(Collected data)
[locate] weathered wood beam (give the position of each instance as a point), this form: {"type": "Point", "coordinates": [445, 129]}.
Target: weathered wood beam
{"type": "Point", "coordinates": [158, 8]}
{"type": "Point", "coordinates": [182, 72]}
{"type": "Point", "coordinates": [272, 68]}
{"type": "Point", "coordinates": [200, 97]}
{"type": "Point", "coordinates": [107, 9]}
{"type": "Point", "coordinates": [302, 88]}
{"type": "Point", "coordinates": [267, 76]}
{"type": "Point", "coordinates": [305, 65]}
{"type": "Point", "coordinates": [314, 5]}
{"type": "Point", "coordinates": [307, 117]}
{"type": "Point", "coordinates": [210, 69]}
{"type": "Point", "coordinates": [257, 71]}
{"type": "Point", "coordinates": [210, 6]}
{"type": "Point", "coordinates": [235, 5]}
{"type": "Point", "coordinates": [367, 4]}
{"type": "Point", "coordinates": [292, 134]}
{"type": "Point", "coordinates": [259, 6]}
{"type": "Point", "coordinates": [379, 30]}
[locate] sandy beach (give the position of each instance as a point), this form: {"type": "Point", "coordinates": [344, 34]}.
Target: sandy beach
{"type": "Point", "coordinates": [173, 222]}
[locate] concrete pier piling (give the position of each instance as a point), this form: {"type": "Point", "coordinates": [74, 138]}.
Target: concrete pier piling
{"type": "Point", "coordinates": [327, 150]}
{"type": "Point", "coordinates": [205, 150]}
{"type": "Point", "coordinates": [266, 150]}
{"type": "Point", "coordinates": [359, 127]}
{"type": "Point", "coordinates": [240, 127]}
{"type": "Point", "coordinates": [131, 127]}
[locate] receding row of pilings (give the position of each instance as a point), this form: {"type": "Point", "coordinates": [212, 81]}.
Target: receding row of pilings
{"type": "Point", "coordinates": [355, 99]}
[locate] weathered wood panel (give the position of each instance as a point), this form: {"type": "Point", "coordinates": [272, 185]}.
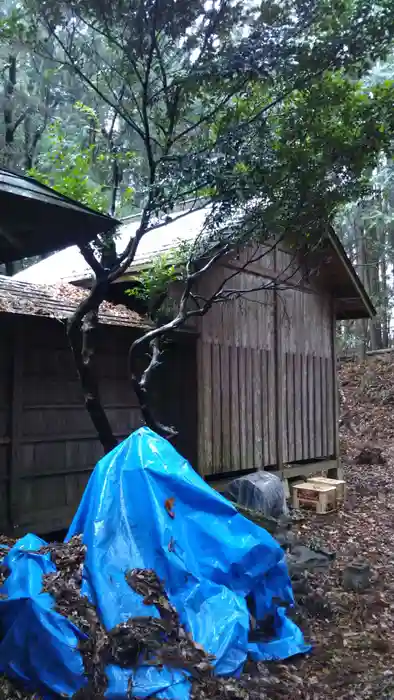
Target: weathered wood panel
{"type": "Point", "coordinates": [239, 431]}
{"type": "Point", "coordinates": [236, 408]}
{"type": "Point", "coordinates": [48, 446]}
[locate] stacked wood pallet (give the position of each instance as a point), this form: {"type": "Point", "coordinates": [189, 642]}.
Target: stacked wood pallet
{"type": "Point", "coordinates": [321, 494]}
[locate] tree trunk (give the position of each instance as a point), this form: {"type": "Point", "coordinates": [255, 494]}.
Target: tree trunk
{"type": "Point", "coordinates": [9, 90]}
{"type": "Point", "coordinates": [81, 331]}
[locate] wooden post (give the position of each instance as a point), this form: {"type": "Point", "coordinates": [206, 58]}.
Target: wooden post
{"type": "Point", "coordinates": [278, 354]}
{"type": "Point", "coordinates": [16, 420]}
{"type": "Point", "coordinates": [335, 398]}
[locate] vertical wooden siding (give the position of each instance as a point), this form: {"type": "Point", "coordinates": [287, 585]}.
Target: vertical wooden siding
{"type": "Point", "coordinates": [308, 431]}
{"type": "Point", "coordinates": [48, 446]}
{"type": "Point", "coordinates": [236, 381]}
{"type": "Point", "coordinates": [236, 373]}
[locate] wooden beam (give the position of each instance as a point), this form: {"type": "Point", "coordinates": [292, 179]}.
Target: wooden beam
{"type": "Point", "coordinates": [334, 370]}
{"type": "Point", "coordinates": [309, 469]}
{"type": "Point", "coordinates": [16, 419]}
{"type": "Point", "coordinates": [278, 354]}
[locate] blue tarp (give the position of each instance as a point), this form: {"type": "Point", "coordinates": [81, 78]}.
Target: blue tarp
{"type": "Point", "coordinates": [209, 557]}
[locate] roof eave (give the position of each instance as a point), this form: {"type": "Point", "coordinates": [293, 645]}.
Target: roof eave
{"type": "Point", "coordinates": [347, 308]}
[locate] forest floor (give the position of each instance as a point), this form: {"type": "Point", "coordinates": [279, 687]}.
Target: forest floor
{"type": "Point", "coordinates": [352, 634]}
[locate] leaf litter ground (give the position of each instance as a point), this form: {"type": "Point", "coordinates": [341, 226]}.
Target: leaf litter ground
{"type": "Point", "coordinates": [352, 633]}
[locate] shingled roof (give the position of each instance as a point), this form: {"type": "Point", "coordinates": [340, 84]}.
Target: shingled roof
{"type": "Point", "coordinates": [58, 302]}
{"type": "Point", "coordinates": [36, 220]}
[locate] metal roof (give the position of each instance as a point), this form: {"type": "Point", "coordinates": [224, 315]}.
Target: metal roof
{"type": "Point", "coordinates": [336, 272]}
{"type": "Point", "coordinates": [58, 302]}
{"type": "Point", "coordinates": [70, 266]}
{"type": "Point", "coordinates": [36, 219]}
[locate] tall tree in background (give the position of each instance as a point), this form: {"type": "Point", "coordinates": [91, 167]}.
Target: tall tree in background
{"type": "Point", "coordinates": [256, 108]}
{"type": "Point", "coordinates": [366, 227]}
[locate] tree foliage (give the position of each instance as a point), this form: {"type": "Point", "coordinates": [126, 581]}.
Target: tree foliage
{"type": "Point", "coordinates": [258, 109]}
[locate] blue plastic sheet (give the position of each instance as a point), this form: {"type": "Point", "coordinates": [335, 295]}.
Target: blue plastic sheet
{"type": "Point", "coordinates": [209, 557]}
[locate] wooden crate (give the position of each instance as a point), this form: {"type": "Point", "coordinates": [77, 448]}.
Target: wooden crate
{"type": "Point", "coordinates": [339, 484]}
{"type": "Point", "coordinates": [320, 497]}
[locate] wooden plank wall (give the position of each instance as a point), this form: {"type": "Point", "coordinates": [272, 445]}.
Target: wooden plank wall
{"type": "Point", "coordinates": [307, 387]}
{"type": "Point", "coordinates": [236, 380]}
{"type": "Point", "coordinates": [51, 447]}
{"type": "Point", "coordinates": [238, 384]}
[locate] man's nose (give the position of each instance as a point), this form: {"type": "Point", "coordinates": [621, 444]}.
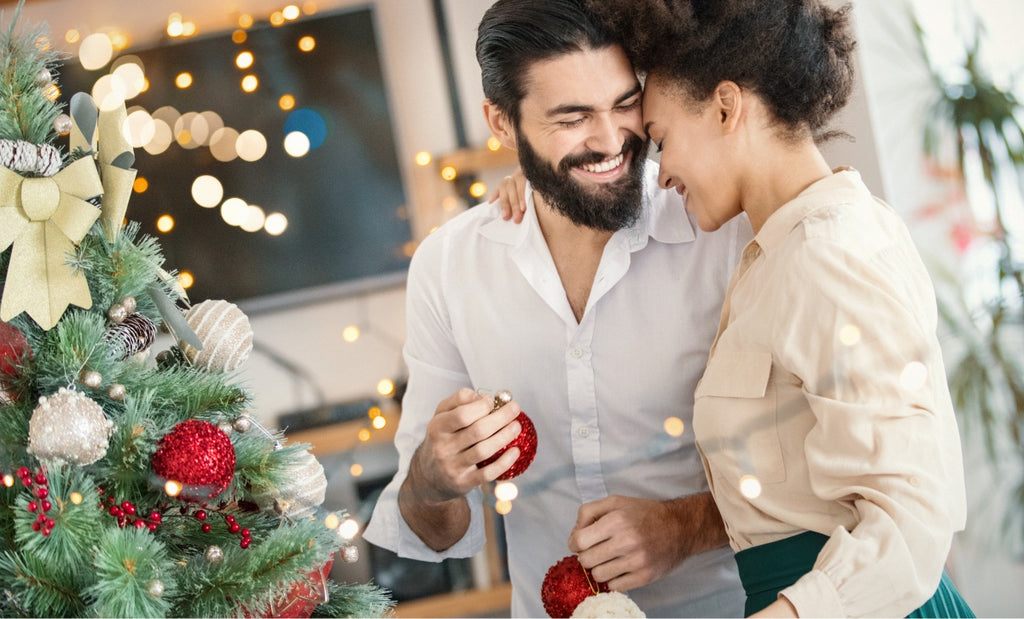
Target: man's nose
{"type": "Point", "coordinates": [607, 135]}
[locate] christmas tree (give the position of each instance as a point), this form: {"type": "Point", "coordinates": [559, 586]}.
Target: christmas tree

> _What you are asked to do_: Look above for the line containing "Target: man's nose"; copy from it through the last line, exactly, and nothing more.

> _Result_:
Target: man's nose
{"type": "Point", "coordinates": [607, 135]}
[locate] christmas tree (give the position of each instance as a point), this form: {"type": "Point", "coordinates": [559, 586]}.
Target: christmas tree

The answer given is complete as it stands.